Stored data:

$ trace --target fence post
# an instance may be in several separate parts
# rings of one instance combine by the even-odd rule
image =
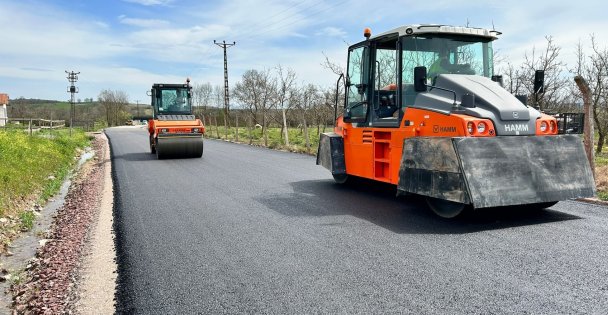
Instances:
[[[30,126],[29,126],[29,128],[30,128],[30,136],[31,136],[32,135],[32,119],[31,118],[30,118]]]

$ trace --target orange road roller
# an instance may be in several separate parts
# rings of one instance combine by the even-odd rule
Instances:
[[[205,126],[192,114],[192,87],[185,84],[152,85],[154,115],[148,121],[150,152],[158,159],[203,156]]]
[[[558,135],[554,117],[494,75],[500,32],[407,25],[364,35],[349,47],[340,78],[344,112],[337,117],[336,100],[336,126],[320,136],[317,164],[336,182],[356,176],[394,184],[446,218],[595,195],[581,139]]]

Exercise directions:
For the records above, tally the lines holding the word "target". Answer with the number only.

Task answer:
2